**What is required:**
Reproduce the data that follows in its entirety, character for character.

**Provided entries:**
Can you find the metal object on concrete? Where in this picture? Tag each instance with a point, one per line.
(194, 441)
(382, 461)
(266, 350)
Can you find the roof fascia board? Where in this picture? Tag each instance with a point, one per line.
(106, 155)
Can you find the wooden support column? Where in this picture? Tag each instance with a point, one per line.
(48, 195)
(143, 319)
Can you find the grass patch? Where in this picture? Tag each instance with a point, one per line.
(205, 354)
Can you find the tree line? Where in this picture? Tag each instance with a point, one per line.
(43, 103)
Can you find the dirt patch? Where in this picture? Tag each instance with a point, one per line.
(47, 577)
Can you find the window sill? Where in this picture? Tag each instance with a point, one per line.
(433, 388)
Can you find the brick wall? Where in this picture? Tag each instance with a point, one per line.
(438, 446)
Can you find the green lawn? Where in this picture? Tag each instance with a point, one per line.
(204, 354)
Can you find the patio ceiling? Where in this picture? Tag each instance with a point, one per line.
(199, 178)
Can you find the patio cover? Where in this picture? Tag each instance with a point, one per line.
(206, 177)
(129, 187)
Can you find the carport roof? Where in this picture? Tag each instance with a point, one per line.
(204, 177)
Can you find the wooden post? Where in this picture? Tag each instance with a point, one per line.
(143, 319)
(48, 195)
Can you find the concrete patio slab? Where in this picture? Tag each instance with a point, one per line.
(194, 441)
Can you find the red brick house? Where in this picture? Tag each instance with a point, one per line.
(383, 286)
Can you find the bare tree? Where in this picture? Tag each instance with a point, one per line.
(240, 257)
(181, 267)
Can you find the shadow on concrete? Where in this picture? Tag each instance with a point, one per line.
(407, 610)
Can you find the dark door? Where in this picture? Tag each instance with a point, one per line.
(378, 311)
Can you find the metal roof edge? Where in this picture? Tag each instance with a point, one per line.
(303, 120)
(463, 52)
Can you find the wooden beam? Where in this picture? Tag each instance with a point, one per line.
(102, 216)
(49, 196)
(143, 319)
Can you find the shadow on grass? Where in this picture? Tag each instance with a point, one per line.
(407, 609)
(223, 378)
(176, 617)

**Solution for this problem:**
Can you find the metal object on concrete? Where in this picture? Tag each instance with a point, one per line.
(194, 441)
(382, 461)
(266, 350)
Can you find the roof fascia board? Where in this picture? Tag each instance with a point, one per line.
(106, 155)
Can you find the wooden support column? Where in this picture? Tag each instance with a point, one per line.
(48, 195)
(143, 319)
Can you find the grass patch? Where in this picture? Tag each instance with a point, one per line.
(205, 354)
Can you find the tree line? Where in this picture? Tag each instance with a point, one per line.
(43, 103)
Can you find the dirt patch? Where in this picture? Tag each instance with a point, one per line.
(47, 577)
Can you find the window sill? Where in this picture? Tag each instance with a point, one per line.
(433, 388)
Can you find the brick wall? Where in this picture? Tag each instance with a point, one per line.
(438, 446)
Can you find the green lawn? Where in this picture? Tag each instance with a point, one per line.
(204, 354)
Can you find the patio ceiling? Where in this picture? Tag each instance with a point, one per line.
(199, 178)
Can you find the patio cover? Where in this picture? Tag each instance with a point, one per line.
(206, 177)
(129, 187)
Can you find the carport roof? Where in this picture? Tag each instance with a point, one per line.
(204, 177)
Can you find the wooden post? Where in this picture? Tag each instance with a point, one per line.
(143, 319)
(48, 195)
Can you find the concrete patio slab? Where in this picture? Tag each instance with a point, one per line.
(194, 441)
Can you find the red brick house? Where in this picture? Tag each instance with a point, one per line.
(383, 286)
Can you find the bare tree? Where in this picture? Tag each instance with a point, one per line.
(240, 257)
(181, 267)
Can you find the shadow on concrete? Where in this picture? Tag each instance with a point, one per line.
(407, 610)
Can you find the dark door? Where in this picture? Tag each instance with a point, one per line.
(378, 311)
Can you find the metal roof edge? Where in this picture? Tag each instance with a point, one per line.
(303, 120)
(463, 52)
Can you find the wooden beam? Where in this picture? Tag each instance with a point, one per line.
(102, 216)
(49, 196)
(143, 319)
Can you find the shadow on grass? Where in this picture? Tag each instance with a point, one per line.
(407, 609)
(223, 378)
(176, 617)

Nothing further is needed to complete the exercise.